-- WORK TO COMPLETE --
Rewrite the lines from the one with "give the outline of every instance of the stone" through the end of the records, swapping "stone wall" for "garden wall" and leaving everything else as it stands.

-- DATA FOR THE TASK --

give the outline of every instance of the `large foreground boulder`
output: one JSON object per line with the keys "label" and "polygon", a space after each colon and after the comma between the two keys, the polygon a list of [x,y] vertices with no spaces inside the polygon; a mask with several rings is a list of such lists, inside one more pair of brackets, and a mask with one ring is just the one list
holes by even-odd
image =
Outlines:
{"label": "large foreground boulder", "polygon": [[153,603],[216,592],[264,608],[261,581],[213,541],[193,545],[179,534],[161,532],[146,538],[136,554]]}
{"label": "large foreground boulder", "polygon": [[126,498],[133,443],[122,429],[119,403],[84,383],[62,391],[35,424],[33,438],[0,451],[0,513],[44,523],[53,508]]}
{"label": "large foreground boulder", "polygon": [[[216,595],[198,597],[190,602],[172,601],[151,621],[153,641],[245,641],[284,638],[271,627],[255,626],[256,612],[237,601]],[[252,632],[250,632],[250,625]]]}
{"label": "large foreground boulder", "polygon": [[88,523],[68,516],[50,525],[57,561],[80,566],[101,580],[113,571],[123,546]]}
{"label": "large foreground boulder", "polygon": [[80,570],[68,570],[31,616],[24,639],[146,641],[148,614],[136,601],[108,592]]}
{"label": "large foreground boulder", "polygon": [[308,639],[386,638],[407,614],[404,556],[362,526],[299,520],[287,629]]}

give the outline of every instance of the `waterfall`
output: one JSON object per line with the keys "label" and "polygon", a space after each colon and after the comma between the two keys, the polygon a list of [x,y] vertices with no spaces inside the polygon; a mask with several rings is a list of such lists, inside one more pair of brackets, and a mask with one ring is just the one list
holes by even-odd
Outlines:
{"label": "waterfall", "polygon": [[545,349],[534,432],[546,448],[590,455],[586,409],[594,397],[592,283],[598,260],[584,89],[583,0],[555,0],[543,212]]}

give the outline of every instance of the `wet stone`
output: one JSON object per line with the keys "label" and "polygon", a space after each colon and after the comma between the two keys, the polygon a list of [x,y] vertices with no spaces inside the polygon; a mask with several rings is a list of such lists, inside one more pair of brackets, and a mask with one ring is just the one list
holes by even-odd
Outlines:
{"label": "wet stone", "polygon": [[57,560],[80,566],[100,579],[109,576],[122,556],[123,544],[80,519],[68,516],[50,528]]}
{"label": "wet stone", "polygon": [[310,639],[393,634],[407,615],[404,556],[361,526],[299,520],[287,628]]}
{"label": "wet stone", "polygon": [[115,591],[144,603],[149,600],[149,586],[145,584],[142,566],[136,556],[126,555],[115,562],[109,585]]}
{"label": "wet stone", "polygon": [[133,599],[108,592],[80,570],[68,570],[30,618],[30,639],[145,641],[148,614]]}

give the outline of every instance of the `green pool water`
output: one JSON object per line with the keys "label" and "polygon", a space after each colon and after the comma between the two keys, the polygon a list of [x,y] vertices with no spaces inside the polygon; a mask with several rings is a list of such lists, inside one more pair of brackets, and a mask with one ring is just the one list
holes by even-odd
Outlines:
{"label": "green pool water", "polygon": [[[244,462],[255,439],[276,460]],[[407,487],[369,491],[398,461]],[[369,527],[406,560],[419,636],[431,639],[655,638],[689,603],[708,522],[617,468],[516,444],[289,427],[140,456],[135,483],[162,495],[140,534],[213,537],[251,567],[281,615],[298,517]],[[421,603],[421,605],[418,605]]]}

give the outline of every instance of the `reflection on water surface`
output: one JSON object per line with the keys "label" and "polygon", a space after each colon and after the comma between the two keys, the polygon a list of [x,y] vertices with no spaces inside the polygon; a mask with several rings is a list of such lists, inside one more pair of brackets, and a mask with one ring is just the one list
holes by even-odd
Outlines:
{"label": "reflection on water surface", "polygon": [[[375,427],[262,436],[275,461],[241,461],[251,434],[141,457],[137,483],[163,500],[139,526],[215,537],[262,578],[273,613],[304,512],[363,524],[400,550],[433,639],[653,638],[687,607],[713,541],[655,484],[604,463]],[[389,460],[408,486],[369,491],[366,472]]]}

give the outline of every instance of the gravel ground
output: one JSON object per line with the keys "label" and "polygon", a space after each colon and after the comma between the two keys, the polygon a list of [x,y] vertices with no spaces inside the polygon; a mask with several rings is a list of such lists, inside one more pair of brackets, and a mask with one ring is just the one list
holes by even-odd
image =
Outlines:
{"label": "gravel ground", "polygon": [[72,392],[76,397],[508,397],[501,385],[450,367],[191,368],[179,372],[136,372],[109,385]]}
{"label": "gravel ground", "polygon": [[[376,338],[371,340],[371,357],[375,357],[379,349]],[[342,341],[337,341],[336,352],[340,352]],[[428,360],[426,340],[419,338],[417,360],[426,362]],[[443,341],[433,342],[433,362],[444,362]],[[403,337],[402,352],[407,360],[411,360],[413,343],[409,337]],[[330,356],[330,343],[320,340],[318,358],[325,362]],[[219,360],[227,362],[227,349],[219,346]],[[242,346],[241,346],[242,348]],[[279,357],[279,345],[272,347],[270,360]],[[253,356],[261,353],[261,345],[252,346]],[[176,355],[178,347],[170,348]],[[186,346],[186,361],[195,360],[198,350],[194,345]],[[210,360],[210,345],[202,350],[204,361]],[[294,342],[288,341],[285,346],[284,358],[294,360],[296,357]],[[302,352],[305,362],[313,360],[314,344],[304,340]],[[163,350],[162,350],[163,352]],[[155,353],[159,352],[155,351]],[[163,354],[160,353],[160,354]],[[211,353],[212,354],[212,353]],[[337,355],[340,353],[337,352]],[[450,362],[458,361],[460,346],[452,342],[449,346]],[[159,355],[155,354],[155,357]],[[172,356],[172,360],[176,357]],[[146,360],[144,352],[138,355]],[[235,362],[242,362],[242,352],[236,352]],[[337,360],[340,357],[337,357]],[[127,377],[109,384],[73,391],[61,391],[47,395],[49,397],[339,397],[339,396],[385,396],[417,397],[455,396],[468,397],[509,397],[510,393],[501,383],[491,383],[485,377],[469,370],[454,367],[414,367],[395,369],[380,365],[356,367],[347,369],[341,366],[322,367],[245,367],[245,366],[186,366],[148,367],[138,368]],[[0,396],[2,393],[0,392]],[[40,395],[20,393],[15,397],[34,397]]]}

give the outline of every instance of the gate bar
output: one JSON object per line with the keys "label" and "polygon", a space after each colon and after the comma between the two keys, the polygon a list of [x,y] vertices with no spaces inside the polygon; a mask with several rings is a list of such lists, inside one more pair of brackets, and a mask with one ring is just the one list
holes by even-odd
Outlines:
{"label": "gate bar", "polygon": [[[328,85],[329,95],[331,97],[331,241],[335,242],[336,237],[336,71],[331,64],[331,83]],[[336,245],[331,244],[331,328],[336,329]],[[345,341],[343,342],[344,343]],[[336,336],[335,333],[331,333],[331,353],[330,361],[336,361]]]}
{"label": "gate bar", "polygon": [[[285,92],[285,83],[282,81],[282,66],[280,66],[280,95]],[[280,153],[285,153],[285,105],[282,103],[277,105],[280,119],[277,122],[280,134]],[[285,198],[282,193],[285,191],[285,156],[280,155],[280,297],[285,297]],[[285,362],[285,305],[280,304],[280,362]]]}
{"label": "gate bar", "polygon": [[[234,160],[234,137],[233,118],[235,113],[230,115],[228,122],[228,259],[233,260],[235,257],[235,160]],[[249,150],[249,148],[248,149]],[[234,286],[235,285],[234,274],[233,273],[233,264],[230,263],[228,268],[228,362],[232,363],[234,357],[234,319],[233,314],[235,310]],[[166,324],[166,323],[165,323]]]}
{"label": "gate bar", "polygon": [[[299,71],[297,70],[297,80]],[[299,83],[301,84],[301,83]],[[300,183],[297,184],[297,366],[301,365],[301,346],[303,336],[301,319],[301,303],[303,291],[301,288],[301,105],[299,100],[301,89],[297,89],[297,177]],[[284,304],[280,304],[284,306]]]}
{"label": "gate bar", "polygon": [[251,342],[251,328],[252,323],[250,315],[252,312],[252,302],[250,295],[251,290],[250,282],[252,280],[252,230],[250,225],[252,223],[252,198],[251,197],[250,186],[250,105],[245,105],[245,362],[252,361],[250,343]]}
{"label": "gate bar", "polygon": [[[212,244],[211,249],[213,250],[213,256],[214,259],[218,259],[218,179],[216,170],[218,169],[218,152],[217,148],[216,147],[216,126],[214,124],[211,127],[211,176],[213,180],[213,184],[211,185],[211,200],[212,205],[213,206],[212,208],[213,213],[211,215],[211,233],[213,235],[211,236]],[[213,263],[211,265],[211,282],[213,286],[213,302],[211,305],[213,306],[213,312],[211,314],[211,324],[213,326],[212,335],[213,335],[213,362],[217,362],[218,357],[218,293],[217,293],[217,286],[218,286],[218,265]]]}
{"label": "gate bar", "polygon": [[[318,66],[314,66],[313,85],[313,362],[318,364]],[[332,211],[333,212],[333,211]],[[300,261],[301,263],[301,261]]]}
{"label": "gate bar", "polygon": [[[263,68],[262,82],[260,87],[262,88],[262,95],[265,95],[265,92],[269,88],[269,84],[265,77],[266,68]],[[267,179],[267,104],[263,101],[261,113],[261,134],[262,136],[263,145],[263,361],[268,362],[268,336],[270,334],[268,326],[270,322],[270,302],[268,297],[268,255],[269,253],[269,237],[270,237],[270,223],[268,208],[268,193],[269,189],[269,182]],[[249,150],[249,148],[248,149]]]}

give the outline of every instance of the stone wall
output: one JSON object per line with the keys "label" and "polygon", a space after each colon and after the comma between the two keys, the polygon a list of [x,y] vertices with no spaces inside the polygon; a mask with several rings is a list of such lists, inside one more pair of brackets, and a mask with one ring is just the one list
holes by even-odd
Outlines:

-- FULL OUTPUT --
give the outline of every instance of the garden wall
output: one JSON object per line with the keys "label" and "polygon", a space after each colon and after the comma between the two keys, the polygon a list of [x,y] vertices with no spaces inside the polygon; a mask with several rings is a list of such lists, inside one more pair of brackets, and a mask with one ring is just the one list
holes by even-odd
Outlines:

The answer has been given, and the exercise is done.